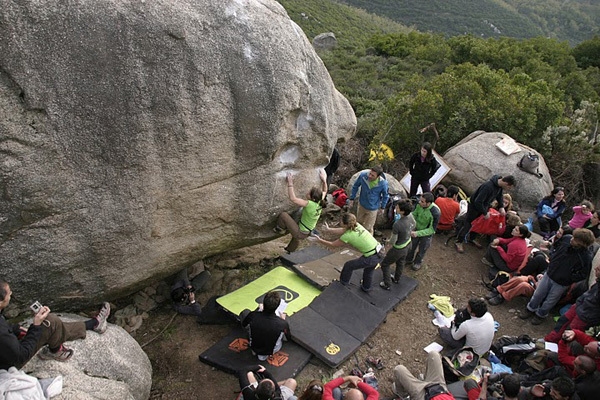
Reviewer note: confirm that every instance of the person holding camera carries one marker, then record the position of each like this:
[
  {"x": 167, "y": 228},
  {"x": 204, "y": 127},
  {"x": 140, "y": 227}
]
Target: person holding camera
[
  {"x": 47, "y": 332},
  {"x": 183, "y": 292}
]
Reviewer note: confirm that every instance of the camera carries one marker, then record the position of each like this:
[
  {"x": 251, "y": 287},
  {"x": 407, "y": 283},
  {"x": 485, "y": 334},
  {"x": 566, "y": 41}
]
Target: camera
[{"x": 36, "y": 307}]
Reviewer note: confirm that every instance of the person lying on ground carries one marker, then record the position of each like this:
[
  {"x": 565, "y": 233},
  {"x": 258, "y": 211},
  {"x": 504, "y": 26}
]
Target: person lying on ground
[
  {"x": 312, "y": 206},
  {"x": 477, "y": 331},
  {"x": 507, "y": 254},
  {"x": 183, "y": 292},
  {"x": 584, "y": 314},
  {"x": 266, "y": 329},
  {"x": 47, "y": 333},
  {"x": 353, "y": 233},
  {"x": 358, "y": 390},
  {"x": 257, "y": 383},
  {"x": 570, "y": 262},
  {"x": 399, "y": 241}
]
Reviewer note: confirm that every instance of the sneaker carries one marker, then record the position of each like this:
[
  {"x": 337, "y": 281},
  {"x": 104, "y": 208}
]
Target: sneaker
[
  {"x": 63, "y": 354},
  {"x": 459, "y": 247},
  {"x": 102, "y": 317},
  {"x": 525, "y": 313},
  {"x": 487, "y": 262},
  {"x": 537, "y": 320},
  {"x": 494, "y": 301}
]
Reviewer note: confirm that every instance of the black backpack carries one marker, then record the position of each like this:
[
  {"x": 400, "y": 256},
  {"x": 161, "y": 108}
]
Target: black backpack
[{"x": 530, "y": 163}]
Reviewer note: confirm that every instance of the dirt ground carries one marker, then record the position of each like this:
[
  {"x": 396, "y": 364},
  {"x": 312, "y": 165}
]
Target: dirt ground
[{"x": 177, "y": 372}]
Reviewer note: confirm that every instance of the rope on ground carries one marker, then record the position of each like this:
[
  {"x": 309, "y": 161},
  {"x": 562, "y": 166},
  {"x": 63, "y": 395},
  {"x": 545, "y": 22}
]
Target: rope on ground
[{"x": 159, "y": 333}]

_PROMPT_
Exclude the images and copy every record above exactly.

_RESULT OF THE EXERCISE_
Reviewer note: confirm that every instance of the person holding camera carries one marker, then record the position of each like this:
[
  {"x": 167, "y": 228},
  {"x": 204, "y": 127},
  {"x": 140, "y": 227}
]
Target: person holding camera
[
  {"x": 47, "y": 332},
  {"x": 183, "y": 292}
]
Reviewer note: confirm that every instance of the camera carries one marker, then record the position of each like this:
[
  {"x": 251, "y": 287},
  {"x": 407, "y": 283},
  {"x": 485, "y": 334},
  {"x": 566, "y": 41}
]
Target: camera
[{"x": 36, "y": 307}]
Reviewer note: confirm that every instance of the person lying on ground carries one marker, then record the position of each like this:
[
  {"x": 565, "y": 233},
  {"x": 258, "y": 211},
  {"x": 504, "y": 26}
]
Target: person lying on ground
[
  {"x": 312, "y": 206},
  {"x": 477, "y": 331},
  {"x": 507, "y": 254},
  {"x": 183, "y": 292},
  {"x": 584, "y": 314},
  {"x": 266, "y": 329},
  {"x": 47, "y": 333},
  {"x": 353, "y": 233},
  {"x": 358, "y": 390},
  {"x": 257, "y": 383},
  {"x": 570, "y": 262},
  {"x": 399, "y": 241}
]
Reviewer note: confirm that every instance of the sneaker carries one marker, then record the position of each like this:
[
  {"x": 337, "y": 281},
  {"x": 104, "y": 208}
]
Target: sneaker
[
  {"x": 63, "y": 354},
  {"x": 459, "y": 247},
  {"x": 102, "y": 317},
  {"x": 525, "y": 313},
  {"x": 487, "y": 262},
  {"x": 537, "y": 320},
  {"x": 494, "y": 301}
]
Reviewer note: confirm that every instance of the black backpack carries one marker, then record the position of each like this:
[
  {"x": 400, "y": 256},
  {"x": 161, "y": 108}
]
Target: black backpack
[{"x": 530, "y": 163}]
Reviewer note: confirm that every instance of the dirt ground carries one marker, then record the position of each like this:
[
  {"x": 396, "y": 364},
  {"x": 312, "y": 165}
]
Target: dirt ground
[{"x": 177, "y": 372}]
Reviewer note: confirm that every instance of the rope on ground carries one marker, then record the position of each like this:
[
  {"x": 309, "y": 161},
  {"x": 562, "y": 166},
  {"x": 63, "y": 395},
  {"x": 545, "y": 22}
]
Target: rope on ground
[{"x": 159, "y": 333}]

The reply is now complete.